- [Work to do] Print the lines of the data below without any change, starting at the line that contains "class is: shadow" and ending at the line that contains "[60, 301, 304, 491]", with both of those lines included.

- [Data to use]
________

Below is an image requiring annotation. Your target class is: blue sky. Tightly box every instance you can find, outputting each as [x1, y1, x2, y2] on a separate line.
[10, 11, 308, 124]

________

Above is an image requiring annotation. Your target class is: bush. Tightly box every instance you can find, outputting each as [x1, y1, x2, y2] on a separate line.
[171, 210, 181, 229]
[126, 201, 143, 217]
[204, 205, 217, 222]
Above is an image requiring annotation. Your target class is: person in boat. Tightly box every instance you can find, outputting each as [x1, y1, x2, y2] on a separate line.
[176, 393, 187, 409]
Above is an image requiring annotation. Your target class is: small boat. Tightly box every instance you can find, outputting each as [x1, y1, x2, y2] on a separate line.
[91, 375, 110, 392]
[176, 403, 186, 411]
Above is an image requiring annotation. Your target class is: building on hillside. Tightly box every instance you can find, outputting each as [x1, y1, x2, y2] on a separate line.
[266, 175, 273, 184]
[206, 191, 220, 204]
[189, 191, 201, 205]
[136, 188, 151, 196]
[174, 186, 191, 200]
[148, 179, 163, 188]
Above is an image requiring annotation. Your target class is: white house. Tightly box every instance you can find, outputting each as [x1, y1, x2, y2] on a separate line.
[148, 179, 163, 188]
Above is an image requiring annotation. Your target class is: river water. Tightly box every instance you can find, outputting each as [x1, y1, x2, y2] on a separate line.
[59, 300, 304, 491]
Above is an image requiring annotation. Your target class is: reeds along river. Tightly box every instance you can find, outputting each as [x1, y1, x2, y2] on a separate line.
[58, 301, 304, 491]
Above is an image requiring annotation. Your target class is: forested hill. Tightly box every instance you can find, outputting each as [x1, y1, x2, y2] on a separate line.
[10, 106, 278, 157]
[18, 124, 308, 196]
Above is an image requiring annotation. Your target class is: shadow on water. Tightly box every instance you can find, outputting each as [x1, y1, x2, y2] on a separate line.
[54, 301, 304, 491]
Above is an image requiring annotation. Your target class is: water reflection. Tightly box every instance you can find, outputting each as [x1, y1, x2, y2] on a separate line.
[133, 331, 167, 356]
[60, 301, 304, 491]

________

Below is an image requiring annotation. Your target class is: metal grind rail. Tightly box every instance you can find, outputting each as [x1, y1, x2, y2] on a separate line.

________

- [Reply to the task]
Above is an image requiring annotation. Your target class is: shadow on water. Tightly box every instance you can find, outputting each as [x1, y1, x2, y2] on a separate line.
[54, 301, 304, 491]
Above is an image requiring annotation. Your target class is: water reflection. Tightly box every instance you can find, outputting each as [x1, y1, x2, y2] on a separate line.
[133, 331, 167, 356]
[60, 301, 304, 491]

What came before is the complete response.